WORK REQUEST
Please transcribe the following records in full, exactly as given.
=== RECORDS FOR THE TASK ===
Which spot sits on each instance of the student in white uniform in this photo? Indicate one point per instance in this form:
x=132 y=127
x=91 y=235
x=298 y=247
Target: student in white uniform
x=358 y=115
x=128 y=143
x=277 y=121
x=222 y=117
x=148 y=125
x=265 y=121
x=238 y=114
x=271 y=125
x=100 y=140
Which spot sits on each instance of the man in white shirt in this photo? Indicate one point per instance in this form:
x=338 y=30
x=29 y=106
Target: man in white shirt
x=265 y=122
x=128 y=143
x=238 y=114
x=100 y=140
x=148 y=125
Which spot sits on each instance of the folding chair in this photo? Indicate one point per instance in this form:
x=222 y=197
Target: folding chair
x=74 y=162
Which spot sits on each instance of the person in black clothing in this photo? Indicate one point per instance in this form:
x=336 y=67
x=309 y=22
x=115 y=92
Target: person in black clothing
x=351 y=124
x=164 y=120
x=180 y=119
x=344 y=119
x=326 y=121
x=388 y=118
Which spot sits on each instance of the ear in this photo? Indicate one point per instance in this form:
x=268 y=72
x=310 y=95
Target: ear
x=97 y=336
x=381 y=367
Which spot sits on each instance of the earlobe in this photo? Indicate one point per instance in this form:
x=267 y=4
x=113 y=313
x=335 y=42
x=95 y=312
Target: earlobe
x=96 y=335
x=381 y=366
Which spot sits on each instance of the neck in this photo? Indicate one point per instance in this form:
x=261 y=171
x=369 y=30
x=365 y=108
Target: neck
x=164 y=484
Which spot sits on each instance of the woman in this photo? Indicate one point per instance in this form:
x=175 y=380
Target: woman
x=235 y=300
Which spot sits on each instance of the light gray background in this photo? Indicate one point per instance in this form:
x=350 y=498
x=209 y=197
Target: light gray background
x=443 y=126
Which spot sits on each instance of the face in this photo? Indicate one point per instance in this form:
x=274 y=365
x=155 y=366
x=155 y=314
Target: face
===
FINISHED EXERCISE
Which spot sits on each instance of the student in white uniform in this photo? Indicate one point per instance in this form:
x=132 y=127
x=91 y=235
x=298 y=247
Target: student in white uniform
x=358 y=115
x=128 y=143
x=277 y=121
x=222 y=117
x=148 y=125
x=265 y=121
x=238 y=114
x=271 y=125
x=100 y=140
Which spot sits on each instance of the man in white shirt in this photo? Indicate one point per instance in this form:
x=338 y=30
x=29 y=106
Target: man in white shirt
x=265 y=122
x=128 y=143
x=238 y=114
x=100 y=140
x=148 y=125
Which spot sits on each instance of the folding chair in this photo? Indicate one point per instance in this form:
x=222 y=197
Target: folding chair
x=74 y=162
Which spot sits on each instance of the person in black clothing in this photo? Indicate one point per instance in this form:
x=336 y=67
x=309 y=22
x=115 y=92
Target: person in black clothing
x=351 y=124
x=164 y=120
x=180 y=119
x=344 y=119
x=326 y=121
x=388 y=118
Which spot sits on each instance of the ear in this photo? Indicate one point per instance in this form:
x=268 y=72
x=310 y=95
Target: ear
x=97 y=336
x=381 y=367
Which spot sits on each instance of the earlobe in this photo? Indicate one point per instance in this form:
x=267 y=4
x=113 y=313
x=335 y=42
x=95 y=312
Target: earlobe
x=96 y=335
x=381 y=366
Which spot sits on each instance of the neck in this photo? Indicate one point per instance in this form:
x=261 y=171
x=369 y=30
x=365 y=108
Target: neck
x=164 y=484
Which spot sits on each instance of the woman in this photo? Indicate one point per instance in this form:
x=175 y=380
Target: woman
x=235 y=300
Which spot sits on each instance of the light gray background in this photo? Indicate one point per instance in this form:
x=350 y=498
x=209 y=197
Target: light gray background
x=443 y=126
Which spot sits on each instance of the face in this photo? Indicate one point per instance in this form:
x=274 y=365
x=155 y=366
x=155 y=314
Target: face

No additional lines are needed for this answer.